_EXERCISE DIRECTIONS_: Beginning with the line that holds "For every instance of the golfer's" and ending with the last line, please repeat the entries exactly and omit the pictures.

_RECORDS FOR THIS TASK_:
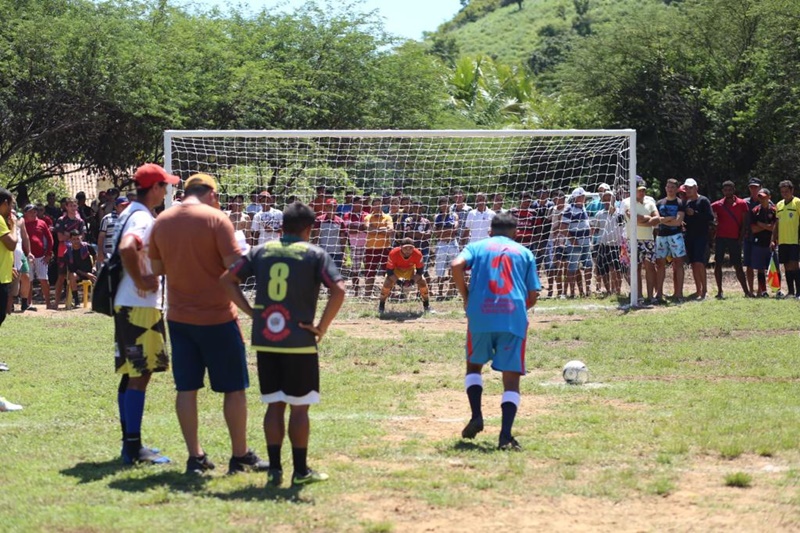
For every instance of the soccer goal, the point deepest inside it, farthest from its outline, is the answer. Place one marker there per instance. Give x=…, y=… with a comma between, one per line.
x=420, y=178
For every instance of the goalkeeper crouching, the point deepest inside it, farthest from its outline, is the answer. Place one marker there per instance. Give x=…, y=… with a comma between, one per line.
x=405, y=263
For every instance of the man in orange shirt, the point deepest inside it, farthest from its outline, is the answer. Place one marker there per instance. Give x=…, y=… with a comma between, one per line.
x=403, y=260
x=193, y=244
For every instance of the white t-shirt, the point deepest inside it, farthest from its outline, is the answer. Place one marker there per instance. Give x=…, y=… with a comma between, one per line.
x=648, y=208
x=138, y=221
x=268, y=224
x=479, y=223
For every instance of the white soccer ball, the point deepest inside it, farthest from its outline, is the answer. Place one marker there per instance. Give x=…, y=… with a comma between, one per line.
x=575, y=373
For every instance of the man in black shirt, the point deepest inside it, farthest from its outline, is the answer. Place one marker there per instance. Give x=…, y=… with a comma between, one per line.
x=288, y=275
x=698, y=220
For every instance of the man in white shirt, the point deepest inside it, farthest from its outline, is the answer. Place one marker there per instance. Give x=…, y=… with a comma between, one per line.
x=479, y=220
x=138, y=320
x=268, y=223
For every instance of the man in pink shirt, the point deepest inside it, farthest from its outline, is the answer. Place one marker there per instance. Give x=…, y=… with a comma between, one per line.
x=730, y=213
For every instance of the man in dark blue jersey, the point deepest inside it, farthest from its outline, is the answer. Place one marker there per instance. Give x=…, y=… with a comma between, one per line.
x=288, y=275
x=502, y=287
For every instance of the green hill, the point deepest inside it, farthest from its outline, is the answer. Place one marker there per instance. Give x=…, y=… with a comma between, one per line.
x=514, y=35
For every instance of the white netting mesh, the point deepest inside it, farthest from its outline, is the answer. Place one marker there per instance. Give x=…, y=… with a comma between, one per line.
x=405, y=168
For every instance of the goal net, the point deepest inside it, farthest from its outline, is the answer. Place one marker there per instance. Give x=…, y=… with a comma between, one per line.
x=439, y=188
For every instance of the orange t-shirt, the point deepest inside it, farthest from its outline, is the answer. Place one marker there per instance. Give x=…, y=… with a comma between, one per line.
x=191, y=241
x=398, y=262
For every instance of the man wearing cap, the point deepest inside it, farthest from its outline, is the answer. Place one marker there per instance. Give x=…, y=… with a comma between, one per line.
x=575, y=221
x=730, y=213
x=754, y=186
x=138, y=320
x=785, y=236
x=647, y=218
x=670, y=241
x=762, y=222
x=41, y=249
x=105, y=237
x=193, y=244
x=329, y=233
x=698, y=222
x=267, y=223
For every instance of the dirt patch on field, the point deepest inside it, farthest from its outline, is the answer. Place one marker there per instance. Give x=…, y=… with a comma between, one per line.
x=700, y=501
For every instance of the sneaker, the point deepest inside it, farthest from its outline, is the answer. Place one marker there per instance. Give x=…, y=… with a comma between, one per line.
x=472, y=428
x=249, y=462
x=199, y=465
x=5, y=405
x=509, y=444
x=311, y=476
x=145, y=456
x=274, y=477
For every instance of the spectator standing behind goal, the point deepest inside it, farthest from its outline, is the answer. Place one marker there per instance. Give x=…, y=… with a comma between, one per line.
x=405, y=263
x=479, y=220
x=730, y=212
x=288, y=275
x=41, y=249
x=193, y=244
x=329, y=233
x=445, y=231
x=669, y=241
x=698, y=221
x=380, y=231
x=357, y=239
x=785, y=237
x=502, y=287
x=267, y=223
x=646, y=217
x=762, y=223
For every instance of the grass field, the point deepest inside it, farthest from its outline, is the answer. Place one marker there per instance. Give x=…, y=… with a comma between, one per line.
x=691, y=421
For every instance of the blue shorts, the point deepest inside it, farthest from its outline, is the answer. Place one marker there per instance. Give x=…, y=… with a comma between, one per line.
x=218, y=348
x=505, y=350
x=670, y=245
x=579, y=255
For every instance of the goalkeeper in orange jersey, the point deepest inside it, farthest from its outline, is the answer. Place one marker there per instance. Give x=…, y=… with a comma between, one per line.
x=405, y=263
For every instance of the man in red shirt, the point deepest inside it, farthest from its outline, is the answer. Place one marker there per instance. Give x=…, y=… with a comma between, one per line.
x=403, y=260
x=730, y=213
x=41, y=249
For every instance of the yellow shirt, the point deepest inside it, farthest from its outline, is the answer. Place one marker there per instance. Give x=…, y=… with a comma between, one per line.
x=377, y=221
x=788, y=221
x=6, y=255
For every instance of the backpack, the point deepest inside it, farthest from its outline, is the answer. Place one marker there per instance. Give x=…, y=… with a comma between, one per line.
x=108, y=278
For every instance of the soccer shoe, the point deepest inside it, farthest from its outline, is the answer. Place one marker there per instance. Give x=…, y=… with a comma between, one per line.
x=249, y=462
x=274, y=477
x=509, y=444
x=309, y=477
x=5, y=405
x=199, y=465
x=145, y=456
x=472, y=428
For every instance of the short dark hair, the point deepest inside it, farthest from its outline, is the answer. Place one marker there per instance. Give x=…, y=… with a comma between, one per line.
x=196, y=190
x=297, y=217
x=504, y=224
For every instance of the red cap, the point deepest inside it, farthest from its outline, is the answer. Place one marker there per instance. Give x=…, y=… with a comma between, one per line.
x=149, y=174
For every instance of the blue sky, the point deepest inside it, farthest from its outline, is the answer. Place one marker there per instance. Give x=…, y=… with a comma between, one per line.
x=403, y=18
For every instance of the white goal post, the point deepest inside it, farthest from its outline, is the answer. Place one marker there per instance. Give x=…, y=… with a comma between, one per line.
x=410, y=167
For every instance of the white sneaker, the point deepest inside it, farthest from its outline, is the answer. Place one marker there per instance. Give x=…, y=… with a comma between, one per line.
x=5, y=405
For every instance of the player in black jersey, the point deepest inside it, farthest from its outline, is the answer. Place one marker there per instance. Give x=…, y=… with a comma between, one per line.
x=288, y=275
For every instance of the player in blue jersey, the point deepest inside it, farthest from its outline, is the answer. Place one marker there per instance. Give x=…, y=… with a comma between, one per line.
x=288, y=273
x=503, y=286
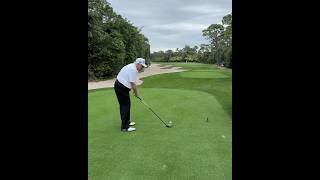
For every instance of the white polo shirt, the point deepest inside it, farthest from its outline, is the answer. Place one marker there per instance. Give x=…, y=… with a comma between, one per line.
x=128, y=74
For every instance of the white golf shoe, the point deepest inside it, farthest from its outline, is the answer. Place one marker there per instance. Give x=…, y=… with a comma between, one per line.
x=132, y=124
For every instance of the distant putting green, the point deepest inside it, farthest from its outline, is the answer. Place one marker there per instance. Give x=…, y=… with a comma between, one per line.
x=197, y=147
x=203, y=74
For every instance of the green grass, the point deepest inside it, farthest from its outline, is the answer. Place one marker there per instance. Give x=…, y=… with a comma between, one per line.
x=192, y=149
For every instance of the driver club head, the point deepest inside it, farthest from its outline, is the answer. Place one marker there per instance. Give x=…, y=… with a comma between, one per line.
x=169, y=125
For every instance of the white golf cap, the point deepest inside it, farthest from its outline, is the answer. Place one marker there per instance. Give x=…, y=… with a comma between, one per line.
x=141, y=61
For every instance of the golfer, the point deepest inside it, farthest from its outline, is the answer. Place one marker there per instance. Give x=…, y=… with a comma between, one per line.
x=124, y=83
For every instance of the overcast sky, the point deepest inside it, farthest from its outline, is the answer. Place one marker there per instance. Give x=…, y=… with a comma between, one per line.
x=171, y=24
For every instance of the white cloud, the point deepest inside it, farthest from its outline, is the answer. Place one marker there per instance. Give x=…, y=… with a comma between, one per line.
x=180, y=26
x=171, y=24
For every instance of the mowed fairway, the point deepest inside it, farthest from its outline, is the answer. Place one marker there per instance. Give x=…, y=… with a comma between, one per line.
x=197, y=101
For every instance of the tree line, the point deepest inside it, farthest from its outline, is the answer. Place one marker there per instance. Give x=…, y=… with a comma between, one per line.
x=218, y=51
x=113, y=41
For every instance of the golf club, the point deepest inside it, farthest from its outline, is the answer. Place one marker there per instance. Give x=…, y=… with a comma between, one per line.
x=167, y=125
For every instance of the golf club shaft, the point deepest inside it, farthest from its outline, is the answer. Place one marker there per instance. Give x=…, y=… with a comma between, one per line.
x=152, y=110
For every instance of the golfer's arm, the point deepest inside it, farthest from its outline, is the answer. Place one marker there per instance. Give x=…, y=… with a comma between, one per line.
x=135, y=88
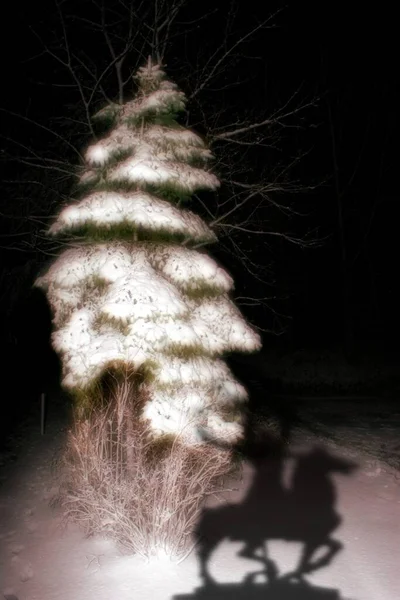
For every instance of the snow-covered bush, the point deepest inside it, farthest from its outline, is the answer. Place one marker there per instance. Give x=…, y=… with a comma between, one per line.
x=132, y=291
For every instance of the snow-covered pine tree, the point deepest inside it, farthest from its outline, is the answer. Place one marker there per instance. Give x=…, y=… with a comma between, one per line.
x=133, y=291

_REPLY TO THE TASK_:
For every instance of the golfer's arm, the point deepest inside it, farthest from its outline, is the answer. Place one marker there per instance. Give x=…, y=… with a comma between, one per line.
x=135, y=88
For every instance of the snow-covered bush, the point deepest inside it, farthest from its outline, is the answer. Place one marker there per instance. Give x=…, y=… with a comma between, one per line.
x=132, y=291
For every instance of the snow-covered pine tree, the point deepest inside it, farthest from its outline, is the answer. Place one marker there per instance. Give x=…, y=… with a comma between, one per line.
x=133, y=291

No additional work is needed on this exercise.